** Условие задания **
Дословно воспроизведите фрагмент текста о балакиревской школе, который открывается словами «Как это часто» и заканчивается словами «всем ее складе.».

** Текст документа **
Петр Ильич Чайковский
Шрифт:
Если попытаться уловить самый характер художественного мышления, определивший отличительные черты балакиревской школы, мы решились бы произнести слово «эпос», метко объясненное когда-то Максимом Горьким как «лирика целого народа». Это не личная, не субъективная, а как бы окристаллизованная и отшлифованная веками «лирика» проникает народные музыкальные драмы Мусоргского, оперы и симфонические поэмы Корсакова, богатырскую оперу и богатырские симфонии Бородина, она заметно окрашивает симфонические произведения Балакирева и его огневой «Исламей».
Как это часто бывает, современники воспринимали музыку балакиревцев куда менее цельно и осознанно, чем потомки. Им бросались в глаза отдельные яркие подробности. Они восторженно или с негодованием ловили политически острые эпизоды в их операх, не всегда понимая, что народность их музыки, ее глубокая враждебность существовавшему общественному строю проявлялась во всем ее складе.
Общая мысль особенно легко исчезала из поля зрения музыкантов-специалистов.

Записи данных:
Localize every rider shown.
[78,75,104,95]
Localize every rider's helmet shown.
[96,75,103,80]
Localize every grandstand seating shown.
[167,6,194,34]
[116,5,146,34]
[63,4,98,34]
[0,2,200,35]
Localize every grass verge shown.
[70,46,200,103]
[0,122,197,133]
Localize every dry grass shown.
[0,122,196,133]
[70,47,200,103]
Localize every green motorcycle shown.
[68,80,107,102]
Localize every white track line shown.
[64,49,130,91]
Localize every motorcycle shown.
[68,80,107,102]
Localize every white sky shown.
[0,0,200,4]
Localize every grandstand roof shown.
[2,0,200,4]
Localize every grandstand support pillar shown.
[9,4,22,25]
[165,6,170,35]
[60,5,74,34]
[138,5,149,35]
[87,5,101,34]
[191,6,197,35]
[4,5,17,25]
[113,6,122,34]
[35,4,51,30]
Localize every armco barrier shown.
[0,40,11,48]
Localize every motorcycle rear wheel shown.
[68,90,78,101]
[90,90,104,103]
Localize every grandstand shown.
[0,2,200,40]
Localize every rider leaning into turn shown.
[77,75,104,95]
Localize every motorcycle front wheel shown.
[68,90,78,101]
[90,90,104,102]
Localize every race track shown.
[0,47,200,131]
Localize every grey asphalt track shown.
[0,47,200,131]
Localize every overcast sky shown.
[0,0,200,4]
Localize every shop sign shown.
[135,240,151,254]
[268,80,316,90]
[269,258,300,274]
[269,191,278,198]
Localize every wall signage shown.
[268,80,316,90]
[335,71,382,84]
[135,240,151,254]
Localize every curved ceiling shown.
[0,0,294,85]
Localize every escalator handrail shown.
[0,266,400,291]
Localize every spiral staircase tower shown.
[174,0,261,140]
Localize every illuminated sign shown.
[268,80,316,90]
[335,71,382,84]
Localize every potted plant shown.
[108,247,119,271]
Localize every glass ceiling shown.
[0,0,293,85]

** Решение задания **
Как это часто бывает, современники воспринимали музыку балакиревцев куда менее цельно и осознанно, чем потомки. Им бросались в глаза отдельные яркие подробности. Они восторженно или с негодованием ловили политически острые эпизоды в их операх, не всегда понимая, что народность их музыки, ее глубокая враждебность существовавшему общественному строю проявлялась во всем ее складе.